§ Exercise description: From the passage on H₂ activation by main group compounds below, list every element it gives for E in low-valent compounds with multiple E–E bonds.
=== Provided passage ===
In the past decade there has been significant interest in transition metal (TM) free systems which activate H₂.¹ Two main strategies have emerged to facilitate this reactivity: the use of low-valent main group (MG) compounds,² and so-called ‘frustrated Lewis pairs’ (FLPs).³ In both cases, reactivity arises from simultaneously having access to a high-lying HOMO and low-lying LUMO (Fig. 1). Various low-valent MG compounds containing multiple E–E bonds (E = Al, Si, Ga, Ge, Sn),^4,5 or single-site low-valent centres such as carbenes and heavier tetrylene analogues, have been shown to react with H₂.⁶ The scope of Lewis bases (LBs) and, to a lesser extent, Lewis acids (LAs), which can be used in H₂-activating FLPs has expanded to include a number of elements from across the periodic table. This is principally due to the readily tuneable steric and electronic profiles of the individual LA and LB sites.^7–9 Many FLP systems display reversible H₂ cleavage, which has facilitated their rapid expansion into the field of catalytic hydrogenation.¹⁰ The same is not true for low-valent MG compounds; examples of reversible H₂ activation are very rare and limited to antiaromatic boracycles,¹¹ a phosphorus-based singlet biradicaloid,¹² and only one low-valent group 14 compound: a dinuclear Sn(I) distannyne.¹³ The design of single-site MG systems which are ergoneutral for H₂ activation requires fine-tuning of thermodynamic (e.g. weak E–H bond strengths promoting an accessible formal Eⁿ⁺²/Eⁿ couple) and kinetic factors, both of which are constrained to a mononuclear species, and is hence especially challenging.

Fig. 1 Representative orbital interactions between H₂ and main group compounds: (a) unsaturated E–E compounds e.g. distannynes (Ar = C₆H₂-2,6-(C₆H₃-2,6-ⁱPr₂)₂-4-X; X = H, SiMe₃, F); for X = H, the reaction is reversible at 80 °C;^5a,13 (b) single site low-valent centres e.g. carbenes;^6a (c) sterically hindered LAs and LBs (FLPs); (d) this work.
=== Data segment ===
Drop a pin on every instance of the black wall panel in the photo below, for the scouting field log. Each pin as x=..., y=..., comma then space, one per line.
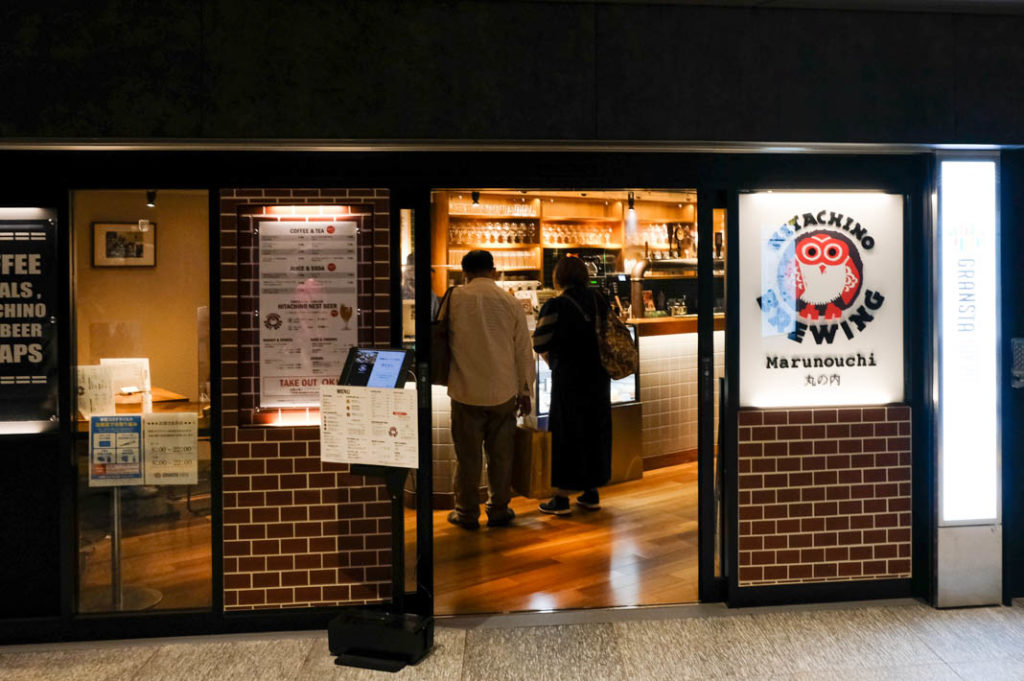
x=30, y=529
x=1012, y=275
x=507, y=70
===
§ Problem solution: Al, Si, Ga, Ge, Sn